---- Records for processing
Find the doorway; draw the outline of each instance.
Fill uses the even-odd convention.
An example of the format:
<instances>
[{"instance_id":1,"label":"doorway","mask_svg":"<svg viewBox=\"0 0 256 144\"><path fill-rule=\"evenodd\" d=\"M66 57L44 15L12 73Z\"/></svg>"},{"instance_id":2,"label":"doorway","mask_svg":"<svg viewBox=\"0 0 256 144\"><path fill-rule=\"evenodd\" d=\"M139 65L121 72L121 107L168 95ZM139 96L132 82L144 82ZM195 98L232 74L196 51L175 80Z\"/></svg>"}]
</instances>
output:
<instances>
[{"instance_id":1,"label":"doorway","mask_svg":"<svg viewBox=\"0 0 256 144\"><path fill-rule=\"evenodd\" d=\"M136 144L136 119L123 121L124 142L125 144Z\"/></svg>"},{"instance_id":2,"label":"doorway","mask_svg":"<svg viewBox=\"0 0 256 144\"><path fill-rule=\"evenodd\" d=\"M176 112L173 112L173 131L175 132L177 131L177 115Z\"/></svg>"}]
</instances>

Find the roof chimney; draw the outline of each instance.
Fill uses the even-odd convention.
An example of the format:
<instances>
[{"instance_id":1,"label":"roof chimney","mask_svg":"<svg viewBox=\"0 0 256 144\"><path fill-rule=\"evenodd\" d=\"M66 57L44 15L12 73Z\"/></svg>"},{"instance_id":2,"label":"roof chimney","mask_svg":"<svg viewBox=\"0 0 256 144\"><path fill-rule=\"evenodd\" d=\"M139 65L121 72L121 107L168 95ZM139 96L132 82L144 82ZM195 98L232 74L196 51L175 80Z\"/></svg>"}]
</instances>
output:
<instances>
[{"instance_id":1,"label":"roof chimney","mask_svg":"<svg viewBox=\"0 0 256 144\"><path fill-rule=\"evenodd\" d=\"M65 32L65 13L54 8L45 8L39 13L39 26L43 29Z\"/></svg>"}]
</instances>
--------
Rewrite the listing with "draw the outline" swapped for "trace the boundary" wherever it occurs, keeping everything else as it is.

▶ _Solution below_
Find the doorway; trace the boundary of each instance.
Fill uses the even-odd convention.
An example of the format:
<instances>
[{"instance_id":1,"label":"doorway","mask_svg":"<svg viewBox=\"0 0 256 144\"><path fill-rule=\"evenodd\" d=\"M66 57L44 15L12 73Z\"/></svg>"},{"instance_id":2,"label":"doorway","mask_svg":"<svg viewBox=\"0 0 256 144\"><path fill-rule=\"evenodd\" d=\"M139 65L121 72L121 107L168 95ZM139 96L132 82L144 82ZM195 98L232 74L196 51L175 80Z\"/></svg>"}]
</instances>
output:
<instances>
[{"instance_id":1,"label":"doorway","mask_svg":"<svg viewBox=\"0 0 256 144\"><path fill-rule=\"evenodd\" d=\"M136 144L136 119L123 121L124 142L125 144Z\"/></svg>"},{"instance_id":2,"label":"doorway","mask_svg":"<svg viewBox=\"0 0 256 144\"><path fill-rule=\"evenodd\" d=\"M176 112L173 112L173 131L175 132L177 131L177 115Z\"/></svg>"}]
</instances>

Find the roof chimney; trace the boundary of each instance.
Fill uses the even-odd convention.
An example of the format:
<instances>
[{"instance_id":1,"label":"roof chimney","mask_svg":"<svg viewBox=\"0 0 256 144\"><path fill-rule=\"evenodd\" d=\"M66 57L44 15L12 73Z\"/></svg>"},{"instance_id":2,"label":"roof chimney","mask_svg":"<svg viewBox=\"0 0 256 144\"><path fill-rule=\"evenodd\" d=\"M139 65L121 72L121 107L168 95ZM139 96L132 82L144 82ZM195 98L232 74L196 51L175 80Z\"/></svg>"}]
</instances>
output:
<instances>
[{"instance_id":1,"label":"roof chimney","mask_svg":"<svg viewBox=\"0 0 256 144\"><path fill-rule=\"evenodd\" d=\"M65 32L65 13L54 8L45 8L39 13L39 26L43 29Z\"/></svg>"}]
</instances>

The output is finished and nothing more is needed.